* **THE INPUT**
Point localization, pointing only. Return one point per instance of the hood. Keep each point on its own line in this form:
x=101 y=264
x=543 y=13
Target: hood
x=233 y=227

* **TASK DETAILS**
Copy the data above exactly as it appears, line for line.

* **TASK ANSWER**
Point localization, pointing only. Return one point per instance of the hood. Keep each point on its own line in this form:
x=101 y=264
x=543 y=13
Target: hood
x=233 y=227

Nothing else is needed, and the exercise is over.